**THE PROBLEM**: The data below is to be copied exactly, line by line.

(Saved entries)
----------------

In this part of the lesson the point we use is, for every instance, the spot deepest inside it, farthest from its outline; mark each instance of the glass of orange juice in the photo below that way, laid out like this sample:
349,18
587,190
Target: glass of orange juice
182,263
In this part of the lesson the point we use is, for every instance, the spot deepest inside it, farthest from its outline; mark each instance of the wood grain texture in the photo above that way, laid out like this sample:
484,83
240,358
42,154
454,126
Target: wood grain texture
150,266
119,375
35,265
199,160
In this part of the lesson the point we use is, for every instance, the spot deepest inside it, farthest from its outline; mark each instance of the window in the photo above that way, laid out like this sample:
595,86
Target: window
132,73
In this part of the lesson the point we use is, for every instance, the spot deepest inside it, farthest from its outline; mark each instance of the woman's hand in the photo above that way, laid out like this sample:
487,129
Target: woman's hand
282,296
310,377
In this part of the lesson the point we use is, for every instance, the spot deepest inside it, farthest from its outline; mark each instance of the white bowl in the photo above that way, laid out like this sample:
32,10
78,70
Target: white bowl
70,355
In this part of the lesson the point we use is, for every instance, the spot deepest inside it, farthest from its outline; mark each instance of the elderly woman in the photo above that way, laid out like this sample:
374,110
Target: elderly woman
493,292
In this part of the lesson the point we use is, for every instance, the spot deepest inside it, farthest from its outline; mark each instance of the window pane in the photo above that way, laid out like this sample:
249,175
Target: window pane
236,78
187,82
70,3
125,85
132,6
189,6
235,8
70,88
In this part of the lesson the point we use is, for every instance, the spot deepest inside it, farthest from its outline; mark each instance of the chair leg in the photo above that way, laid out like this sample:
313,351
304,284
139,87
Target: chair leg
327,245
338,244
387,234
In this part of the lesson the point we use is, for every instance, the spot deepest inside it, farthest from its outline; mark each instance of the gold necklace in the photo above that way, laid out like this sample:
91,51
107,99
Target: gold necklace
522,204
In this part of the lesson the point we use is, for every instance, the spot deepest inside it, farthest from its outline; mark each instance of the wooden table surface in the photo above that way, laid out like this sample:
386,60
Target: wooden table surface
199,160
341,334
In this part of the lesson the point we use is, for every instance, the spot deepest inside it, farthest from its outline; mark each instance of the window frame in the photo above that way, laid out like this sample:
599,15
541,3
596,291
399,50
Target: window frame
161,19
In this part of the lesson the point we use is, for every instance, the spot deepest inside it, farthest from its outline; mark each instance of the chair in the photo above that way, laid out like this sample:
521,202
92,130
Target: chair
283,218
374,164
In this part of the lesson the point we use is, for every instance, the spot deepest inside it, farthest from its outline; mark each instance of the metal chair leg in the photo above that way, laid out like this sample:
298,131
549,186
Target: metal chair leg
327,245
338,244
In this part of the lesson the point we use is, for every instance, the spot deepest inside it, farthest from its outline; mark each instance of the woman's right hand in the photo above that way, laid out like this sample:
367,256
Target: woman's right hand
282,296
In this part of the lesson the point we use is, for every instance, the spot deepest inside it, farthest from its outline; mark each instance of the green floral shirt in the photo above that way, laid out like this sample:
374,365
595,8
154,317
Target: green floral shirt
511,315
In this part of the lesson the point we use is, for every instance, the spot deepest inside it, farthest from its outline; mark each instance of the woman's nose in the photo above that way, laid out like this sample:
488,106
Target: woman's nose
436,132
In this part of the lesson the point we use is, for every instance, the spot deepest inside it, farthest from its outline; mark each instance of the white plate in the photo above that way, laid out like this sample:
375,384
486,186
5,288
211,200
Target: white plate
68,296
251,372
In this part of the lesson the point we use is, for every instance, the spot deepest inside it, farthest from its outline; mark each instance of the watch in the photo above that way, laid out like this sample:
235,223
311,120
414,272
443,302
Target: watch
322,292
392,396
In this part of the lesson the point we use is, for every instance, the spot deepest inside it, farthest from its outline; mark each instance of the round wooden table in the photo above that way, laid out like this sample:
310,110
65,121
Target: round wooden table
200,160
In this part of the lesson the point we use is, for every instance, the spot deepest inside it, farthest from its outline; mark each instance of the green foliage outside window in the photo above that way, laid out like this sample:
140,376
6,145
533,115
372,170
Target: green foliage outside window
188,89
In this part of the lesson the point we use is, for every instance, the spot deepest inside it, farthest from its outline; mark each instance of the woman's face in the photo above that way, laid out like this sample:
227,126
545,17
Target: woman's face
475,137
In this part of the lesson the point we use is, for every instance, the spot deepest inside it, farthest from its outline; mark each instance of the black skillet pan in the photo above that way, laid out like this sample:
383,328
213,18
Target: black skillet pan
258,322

----------------

**RESULT OF THE TASK**:
In this part of the lesson the point we use is, for every instance, the spot deepest inside it, farthest from its outline; mark each instance of the glass of orange juice in the photo below that way, laid out like this sample:
349,18
587,190
Target: glass of orange juice
182,263
In this part of the lesson the point we use is, for every instance, the spot deepest inside it, farthest from its outline; mark each instance of the wood grain texture in the photo above that way, laid out like this sample:
484,83
240,358
42,154
454,126
Target: wood grain texture
150,266
119,375
35,265
199,160
In this part of the lesson the point we use is, for every instance, the spot deepest inside it, farthest from its outline; mark each instance of the window in the photo above that way, laid out like this sample:
595,86
Target: window
132,73
In this part of the lesson the point we use is, for every instance, the spot deepest inside it, farthest from its outline; mark each instance of the woman's hand in the photo above that way, laid out like this sample:
487,129
Target: woman's hand
282,296
310,377
In this part of the lesson the point we use is, for every instance, the spot deepest inside it, farthest from its outline; mark each instance of the white bowl in the photo above that way, laid out like this sample:
32,10
78,70
Target: white bowl
70,355
In this part of the lesson the point we use is, for every instance, the spot deepest inside it, farthest from its outline; mark each instance of the elderly woman in the photo above that way, laid out like this sample:
374,110
Target: elderly woman
493,292
In this part of the lesson the point we use is, for every instance, the spot deepest inside it, farthest from its outline; mark each instance of the window pane in the photo above that way, laid out like this sample:
249,175
Target: window pane
236,78
187,82
70,3
125,85
132,6
189,6
235,8
70,88
In this part of the lesson the point we use is, for every instance, the spot deepest inside it, farthest from its outline; mark each instance of the chair leg in the photo above that way, laid out like this sample:
313,351
304,284
139,87
Target: chair leg
327,245
338,244
387,234
In this part of the lesson the point we use is, for every instance, the spot deepest inside it, farthest from its outline; mark each instance of the gold necklace in the photo above that way, laid out like this sample:
91,51
107,99
Target: gold necklace
522,204
In this part of the lesson the point we use is, for every instance, the spot deepest inside it, farthest from its outline; mark each instance of the wooden table surface in the photo above that way, laid out like this sample:
386,60
Target: wooden table surface
199,160
341,334
In this part of the lesson the point we use is, for every instance, the spot deepest inside it, farthest from its outline; mark each instance of the window frame in the photo above that way, laid out like this sample:
599,15
541,3
596,291
399,50
Target: window frame
161,19
In this part of the lesson the point we use is, for every instance, the spot deepest inside it, farthest from its outline; mark each instance of the chair in the photo above that way, laid out like this sample:
521,202
92,130
Target: chair
283,218
374,164
In this part of the lesson the point we use is, for every instance, the spot deepest inside it, farthest from its outline; mark each instance of the metal chair leg in the photo above that way, laid out like this sample:
298,131
549,186
Target: metal chair leg
327,245
338,244
In this part of the lesson the point we use is, for every instance, the spot deepest inside it, farthest from its outline; mark each instance of the woman's right hand in the photo above that way, laid out like this sample:
367,256
Target: woman's right hand
282,296
In this part of the lesson the point we use is, for every instance, the spot deepest inside it, farthest from its outline; mark each instance of the green floral shirt in the photo above that way, laid out like this sample:
374,365
595,8
154,317
Target: green floral shirt
511,315
In this part of the lesson the point we use is, for every instance, the spot deepest inside it, farthest from its outline; mark each instance of the woman's nose in the photo above that way, laid out like this sample:
488,106
Target: woman's nose
436,132
In this part of the lesson the point we use is, for every instance, the spot deepest inside it, farthest from its outline; mark each instance of the white plate in the photo above that way, laid out like this sample:
375,384
486,186
5,288
211,200
Target: white plate
68,296
251,372
In this part of the lesson the point we use is, for every instance, the spot deepest inside it, farthest from its outline; mark each instance of the watch in the photo above that way, laid out like this sample:
235,223
311,120
414,272
443,302
Target: watch
322,292
392,396
In this part of the lesson the point we use is, for every instance, the spot deepest inside it, farthest from its outline; mark each instance of the round wooden table in the photo above that way, laid out like this sample:
310,110
65,121
Target: round wooden table
200,160
In this part of the lesson the point we use is, for every instance, the spot deepest inside it, farthest from its outline; mark each instance of the green foliage outside window in the photo above that way, laid out like this sample:
140,376
6,145
533,115
372,170
Target: green foliage outside window
188,89
In this part of the lesson the point we use is, for every instance, the spot deepest inside it, farthest from its outline; mark each instance of the woman's face in the photo above that way, laid out like this sample:
227,126
545,17
Target: woman's face
475,137
In this part of the lesson the point we use is, for every instance, the spot deepest inside it, farthest from its outline; mark each instance of the black skillet pan in the photo above that way, laid out like this sample:
383,328
213,18
Target: black skillet pan
258,322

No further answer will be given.